Begin Working data

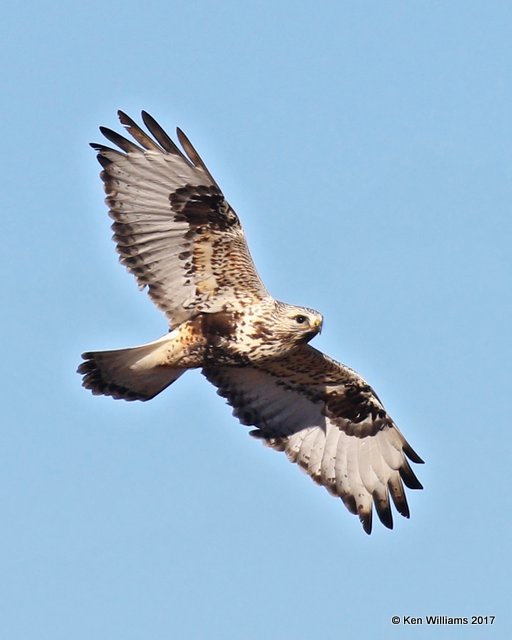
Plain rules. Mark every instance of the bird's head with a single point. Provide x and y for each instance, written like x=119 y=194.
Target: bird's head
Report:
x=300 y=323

End Working data
Begin Working data

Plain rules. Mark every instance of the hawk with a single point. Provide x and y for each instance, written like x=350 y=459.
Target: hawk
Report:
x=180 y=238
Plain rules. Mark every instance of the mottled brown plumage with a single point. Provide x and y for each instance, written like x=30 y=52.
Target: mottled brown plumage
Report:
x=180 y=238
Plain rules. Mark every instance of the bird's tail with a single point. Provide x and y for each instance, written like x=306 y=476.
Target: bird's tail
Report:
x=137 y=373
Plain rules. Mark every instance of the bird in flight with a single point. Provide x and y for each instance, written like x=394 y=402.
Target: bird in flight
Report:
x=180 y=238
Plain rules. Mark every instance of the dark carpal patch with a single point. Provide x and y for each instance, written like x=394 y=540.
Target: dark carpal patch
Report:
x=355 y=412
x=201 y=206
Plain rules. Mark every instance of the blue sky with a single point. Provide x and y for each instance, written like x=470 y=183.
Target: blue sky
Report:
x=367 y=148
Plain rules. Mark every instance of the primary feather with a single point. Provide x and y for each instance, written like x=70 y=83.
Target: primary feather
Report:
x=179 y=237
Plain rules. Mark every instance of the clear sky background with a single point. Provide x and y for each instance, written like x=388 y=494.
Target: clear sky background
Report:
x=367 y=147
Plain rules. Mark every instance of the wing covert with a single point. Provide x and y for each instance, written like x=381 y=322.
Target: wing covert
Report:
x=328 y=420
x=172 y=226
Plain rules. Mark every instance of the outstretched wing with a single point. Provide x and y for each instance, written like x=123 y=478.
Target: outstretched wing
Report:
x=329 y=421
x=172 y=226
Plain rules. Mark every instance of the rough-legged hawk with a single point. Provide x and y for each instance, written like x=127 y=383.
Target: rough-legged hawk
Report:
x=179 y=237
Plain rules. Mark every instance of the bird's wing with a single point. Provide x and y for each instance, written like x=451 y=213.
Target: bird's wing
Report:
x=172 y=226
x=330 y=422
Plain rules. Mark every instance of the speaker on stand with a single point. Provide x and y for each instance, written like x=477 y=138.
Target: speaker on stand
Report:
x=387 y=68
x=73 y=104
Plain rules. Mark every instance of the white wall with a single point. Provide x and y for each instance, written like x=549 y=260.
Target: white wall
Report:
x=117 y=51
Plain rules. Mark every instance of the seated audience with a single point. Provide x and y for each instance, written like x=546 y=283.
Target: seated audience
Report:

End Working data

§ **Objective**
Rewrite everything from the line containing "Plain rules. Mark every instance of the bird's head" down to the line containing "x=300 y=323", both included, and only those lines. Keep the requests as they are, and scale the answer coordinates by 1.5, rounding each result to a whole number with halves going up.

§ **Response**
Plain rules. Mark every instance of the bird's head with a single point. Provide x and y for each instance, written like x=119 y=194.
Target: bird's head
Report:
x=450 y=485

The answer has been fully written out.